■ **What you will do**:
1) Read the spoiler removal thread and decide whether each statement agrees with it: (a) The first poster plans to remove the spoiler this weekend. (b) QwkRed05GTO says the member who did the job lives nearby. (c) The first poster wants everything ready before starting. Answer yes or no for each, quoting the words of the thread that settle it.
2) Write the next part of the spoiler removal thread, continuing from its last line.

# Removing Spoiler



## mumrah (Apr 3, 2005)

I am planning on removing my spoiler this weekend. I was wondering if anyone has any close up pics of the holes plugged. I was also wondering what tools and parts I will need. I would like to have everything ready before I start and not have to leave mid project to get materials or a tool that I did not have.

I know alot of you have done this and any help or suggestions would be appreciated.


----------



## QwkRed05GTO (Oct 17, 2005)

This member did a great job. Wish he lived near me, I would hit him up to do the job.

http://www.gtoforum.com/showthread.php?t=5873&highlight=spoiler+delete


----------



## johnebgoode (Oct 4, 2005)

QwkRed05GTO said:


> This member did a great job. Wish he lived near me, I would hit him up to do the job.
> 
> http://www.gtoforum.com/showthread.php?t=5873&highlight=spoiler+delete


----------



## SilverGoat (Oct 30, 2004)

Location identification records
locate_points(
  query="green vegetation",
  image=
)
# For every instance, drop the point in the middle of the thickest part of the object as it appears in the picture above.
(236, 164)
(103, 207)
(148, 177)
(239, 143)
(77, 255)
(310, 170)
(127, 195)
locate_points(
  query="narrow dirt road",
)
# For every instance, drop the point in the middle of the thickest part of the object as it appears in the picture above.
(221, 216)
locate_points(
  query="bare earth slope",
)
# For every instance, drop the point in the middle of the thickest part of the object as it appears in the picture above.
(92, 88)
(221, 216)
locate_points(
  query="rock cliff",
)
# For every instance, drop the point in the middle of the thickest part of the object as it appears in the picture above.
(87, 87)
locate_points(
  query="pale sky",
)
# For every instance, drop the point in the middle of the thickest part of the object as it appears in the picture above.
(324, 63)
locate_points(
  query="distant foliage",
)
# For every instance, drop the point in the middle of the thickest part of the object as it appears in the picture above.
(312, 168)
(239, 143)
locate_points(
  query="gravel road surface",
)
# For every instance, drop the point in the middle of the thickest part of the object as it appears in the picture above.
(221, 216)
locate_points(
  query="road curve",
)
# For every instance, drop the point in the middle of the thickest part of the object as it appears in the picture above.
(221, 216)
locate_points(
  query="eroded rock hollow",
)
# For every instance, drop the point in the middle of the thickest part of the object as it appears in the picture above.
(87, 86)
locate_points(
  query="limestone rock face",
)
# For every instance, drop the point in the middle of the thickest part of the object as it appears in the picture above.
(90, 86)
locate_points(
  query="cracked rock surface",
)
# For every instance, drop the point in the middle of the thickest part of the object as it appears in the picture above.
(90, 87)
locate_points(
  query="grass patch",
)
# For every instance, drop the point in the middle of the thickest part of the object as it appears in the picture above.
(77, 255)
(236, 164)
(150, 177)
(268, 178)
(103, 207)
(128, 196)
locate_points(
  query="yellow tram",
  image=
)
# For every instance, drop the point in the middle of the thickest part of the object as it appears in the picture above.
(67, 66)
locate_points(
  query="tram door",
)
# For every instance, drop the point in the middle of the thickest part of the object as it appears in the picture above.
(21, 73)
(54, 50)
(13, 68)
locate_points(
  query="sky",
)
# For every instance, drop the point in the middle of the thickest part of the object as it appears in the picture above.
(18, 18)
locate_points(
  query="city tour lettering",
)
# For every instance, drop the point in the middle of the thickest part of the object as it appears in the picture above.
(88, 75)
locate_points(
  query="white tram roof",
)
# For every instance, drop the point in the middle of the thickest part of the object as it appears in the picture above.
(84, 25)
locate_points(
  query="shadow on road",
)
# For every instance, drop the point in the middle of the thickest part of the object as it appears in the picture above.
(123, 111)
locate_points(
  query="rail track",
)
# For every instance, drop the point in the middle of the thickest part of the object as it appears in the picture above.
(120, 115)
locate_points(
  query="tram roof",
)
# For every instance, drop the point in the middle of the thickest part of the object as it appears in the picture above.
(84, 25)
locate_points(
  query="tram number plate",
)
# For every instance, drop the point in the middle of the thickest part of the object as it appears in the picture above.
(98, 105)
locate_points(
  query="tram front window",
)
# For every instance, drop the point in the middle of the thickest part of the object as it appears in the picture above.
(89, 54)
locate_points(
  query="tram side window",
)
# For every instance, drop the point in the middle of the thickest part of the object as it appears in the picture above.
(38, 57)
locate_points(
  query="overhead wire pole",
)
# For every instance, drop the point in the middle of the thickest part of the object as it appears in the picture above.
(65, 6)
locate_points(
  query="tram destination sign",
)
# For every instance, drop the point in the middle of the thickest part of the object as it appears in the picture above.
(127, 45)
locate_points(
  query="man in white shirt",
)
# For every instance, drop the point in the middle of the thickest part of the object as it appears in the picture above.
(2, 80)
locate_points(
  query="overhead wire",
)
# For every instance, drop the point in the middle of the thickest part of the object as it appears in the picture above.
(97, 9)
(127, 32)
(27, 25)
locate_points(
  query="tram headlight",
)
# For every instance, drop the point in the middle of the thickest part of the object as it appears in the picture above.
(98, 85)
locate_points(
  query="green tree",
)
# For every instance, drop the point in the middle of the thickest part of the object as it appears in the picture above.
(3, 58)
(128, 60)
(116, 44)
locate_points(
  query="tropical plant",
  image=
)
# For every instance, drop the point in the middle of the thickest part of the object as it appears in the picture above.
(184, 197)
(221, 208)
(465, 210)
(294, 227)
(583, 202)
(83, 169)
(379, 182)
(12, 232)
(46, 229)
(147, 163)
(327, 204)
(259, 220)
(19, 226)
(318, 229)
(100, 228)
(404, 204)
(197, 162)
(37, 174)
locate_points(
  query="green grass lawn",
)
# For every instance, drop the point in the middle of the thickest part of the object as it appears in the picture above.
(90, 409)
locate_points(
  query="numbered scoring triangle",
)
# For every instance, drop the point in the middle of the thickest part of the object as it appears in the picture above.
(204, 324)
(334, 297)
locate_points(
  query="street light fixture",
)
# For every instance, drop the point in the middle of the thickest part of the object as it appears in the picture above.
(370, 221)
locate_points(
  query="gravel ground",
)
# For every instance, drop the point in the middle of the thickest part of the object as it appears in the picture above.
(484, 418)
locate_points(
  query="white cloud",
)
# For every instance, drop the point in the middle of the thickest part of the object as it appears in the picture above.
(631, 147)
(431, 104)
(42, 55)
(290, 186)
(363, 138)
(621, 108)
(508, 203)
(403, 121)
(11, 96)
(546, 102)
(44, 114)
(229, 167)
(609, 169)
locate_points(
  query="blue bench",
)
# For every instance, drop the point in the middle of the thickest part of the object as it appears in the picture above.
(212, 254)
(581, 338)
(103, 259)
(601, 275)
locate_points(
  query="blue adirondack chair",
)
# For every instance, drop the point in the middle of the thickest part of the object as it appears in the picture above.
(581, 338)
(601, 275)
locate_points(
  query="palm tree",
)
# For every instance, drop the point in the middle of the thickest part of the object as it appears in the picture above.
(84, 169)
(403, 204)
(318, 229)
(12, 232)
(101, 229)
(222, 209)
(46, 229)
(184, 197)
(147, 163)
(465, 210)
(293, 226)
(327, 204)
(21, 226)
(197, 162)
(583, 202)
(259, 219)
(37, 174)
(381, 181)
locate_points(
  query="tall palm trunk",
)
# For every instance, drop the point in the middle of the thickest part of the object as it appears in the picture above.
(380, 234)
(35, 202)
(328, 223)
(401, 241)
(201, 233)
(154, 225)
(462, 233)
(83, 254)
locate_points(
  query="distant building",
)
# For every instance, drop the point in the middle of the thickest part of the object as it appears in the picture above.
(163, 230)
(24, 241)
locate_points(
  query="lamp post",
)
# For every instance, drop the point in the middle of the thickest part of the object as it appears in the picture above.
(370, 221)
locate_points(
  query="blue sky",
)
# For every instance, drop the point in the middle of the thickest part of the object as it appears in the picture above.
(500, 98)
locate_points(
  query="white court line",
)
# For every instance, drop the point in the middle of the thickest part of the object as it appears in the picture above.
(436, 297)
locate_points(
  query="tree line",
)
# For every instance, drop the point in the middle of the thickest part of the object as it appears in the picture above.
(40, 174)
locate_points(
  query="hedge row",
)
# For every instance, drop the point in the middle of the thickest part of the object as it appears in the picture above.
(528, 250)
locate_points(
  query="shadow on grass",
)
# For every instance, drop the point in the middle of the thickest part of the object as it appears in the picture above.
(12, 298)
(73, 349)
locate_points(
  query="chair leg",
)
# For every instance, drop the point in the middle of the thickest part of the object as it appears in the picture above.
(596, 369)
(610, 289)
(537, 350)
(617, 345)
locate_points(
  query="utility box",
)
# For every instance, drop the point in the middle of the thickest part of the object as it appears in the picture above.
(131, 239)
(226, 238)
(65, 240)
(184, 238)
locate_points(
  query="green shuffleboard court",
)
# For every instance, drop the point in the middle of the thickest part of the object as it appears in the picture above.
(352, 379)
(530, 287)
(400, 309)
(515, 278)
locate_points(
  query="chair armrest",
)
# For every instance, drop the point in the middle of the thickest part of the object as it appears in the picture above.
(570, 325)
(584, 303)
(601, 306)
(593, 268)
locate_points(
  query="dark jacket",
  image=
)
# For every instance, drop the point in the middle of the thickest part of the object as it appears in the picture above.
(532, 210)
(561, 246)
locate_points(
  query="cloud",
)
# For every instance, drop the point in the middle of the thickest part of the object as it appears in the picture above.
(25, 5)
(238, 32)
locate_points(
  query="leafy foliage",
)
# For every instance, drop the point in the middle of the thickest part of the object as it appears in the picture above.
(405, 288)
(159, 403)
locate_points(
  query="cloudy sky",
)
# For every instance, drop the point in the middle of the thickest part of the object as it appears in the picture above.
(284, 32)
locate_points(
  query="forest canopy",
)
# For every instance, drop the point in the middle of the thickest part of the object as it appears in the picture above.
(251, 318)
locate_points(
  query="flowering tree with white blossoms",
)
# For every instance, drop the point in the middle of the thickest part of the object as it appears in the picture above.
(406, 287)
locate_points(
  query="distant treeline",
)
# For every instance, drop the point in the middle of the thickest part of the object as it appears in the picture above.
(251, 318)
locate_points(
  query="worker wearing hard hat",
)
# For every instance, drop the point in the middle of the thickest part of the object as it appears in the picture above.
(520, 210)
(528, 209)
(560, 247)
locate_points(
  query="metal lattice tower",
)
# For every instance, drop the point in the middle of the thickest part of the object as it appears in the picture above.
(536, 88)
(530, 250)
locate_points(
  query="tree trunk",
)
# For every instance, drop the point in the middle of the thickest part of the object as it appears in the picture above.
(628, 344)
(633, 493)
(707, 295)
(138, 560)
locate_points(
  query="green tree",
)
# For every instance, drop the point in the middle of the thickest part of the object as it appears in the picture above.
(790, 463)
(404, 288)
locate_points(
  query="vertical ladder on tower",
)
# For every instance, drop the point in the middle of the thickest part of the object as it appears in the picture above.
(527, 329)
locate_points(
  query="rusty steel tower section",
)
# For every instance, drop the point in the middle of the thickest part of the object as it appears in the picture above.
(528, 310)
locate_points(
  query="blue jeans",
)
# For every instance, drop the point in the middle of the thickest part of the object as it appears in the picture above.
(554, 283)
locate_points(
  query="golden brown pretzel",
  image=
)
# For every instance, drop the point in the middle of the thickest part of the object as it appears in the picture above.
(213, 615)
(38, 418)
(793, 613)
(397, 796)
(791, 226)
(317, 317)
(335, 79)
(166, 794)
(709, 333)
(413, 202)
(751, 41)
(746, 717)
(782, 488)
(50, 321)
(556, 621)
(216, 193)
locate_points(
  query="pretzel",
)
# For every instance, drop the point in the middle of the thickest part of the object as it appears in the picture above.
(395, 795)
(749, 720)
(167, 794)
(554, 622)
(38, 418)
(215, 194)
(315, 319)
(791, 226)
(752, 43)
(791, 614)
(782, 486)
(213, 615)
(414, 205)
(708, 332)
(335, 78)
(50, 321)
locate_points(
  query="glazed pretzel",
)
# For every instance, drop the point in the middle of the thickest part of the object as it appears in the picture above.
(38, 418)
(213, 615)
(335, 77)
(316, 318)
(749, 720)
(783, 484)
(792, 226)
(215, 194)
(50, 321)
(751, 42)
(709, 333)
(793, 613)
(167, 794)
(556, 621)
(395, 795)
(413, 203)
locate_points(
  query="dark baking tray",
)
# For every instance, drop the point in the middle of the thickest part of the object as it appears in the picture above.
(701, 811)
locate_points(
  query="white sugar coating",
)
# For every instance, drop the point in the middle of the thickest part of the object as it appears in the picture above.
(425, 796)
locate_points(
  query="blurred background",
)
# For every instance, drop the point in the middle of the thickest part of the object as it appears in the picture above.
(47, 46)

■ **Outputs**:
1)
(a) Yes: "I am planning on removing my spoiler this weekend."
(b) No: "Wish he lived near me, I would hit him up to do the job."
(c) Yes: "I would like to have everything ready before I start"

2)
Sorry, no pics, but its really easy to remove. There are 4 nuts to take off. One of the studs came off when I took mine off. The 5th hole is on the passenger side. The wiring harness goes there. I had to bend the carpet back to help get the harness apart. The 4 holes are 3/8", the big one 3/4". My dealer gave me body filler plugs, but there are other places to get plugs. Mine won't take paint. I'm hoping to get them filled in this year. The larger plug should be siliconed, the smaller ones are outside the drip rail so I didn't worry about them. It took all of 15 minutes to do this. The car is sooooooo much better without that stupid spoiler.


----------



## Groucho (Sep 11, 2004)

QwkRed05GTO said:


> This member did a great job. Wish he lived near me, I would hit him up to do the job.
> 
> http://www.gtoforum.com/showthread.php?t=5873&highlight=spoiler+delete



Fecking A.

I still have the plastic plugs, going on a year now.

Still looks better than that stupid, useless spoiler.


----------



## CrabhartLSX (Feb 12, 2006)

Groucho said:


> Fecking A.
> 
> I still have the plastic plugs, going on a year now.
> 
> Still looks better than that stupid, useless spoiler.


why not grind them down flush, then put touch-up paint on them?


----------



## 05_GTO (Mar 1, 2006)

Groucho said:


> Fecking A.
> 
> I still have the plastic plugs, going on a year now.
> 
> Still looks better than that stupid, useless spoiler.


I still got the plastic ones too... been about 2 months now. One day I will get mine shaved/painted. Just as soon as I feel the car is fast enough


----------



## powerman_dsr (Feb 27, 2006)

im just gonna plug mine with black caps and paint them in case i want the spoiler back again


----------



## mumrah (Apr 3, 2005)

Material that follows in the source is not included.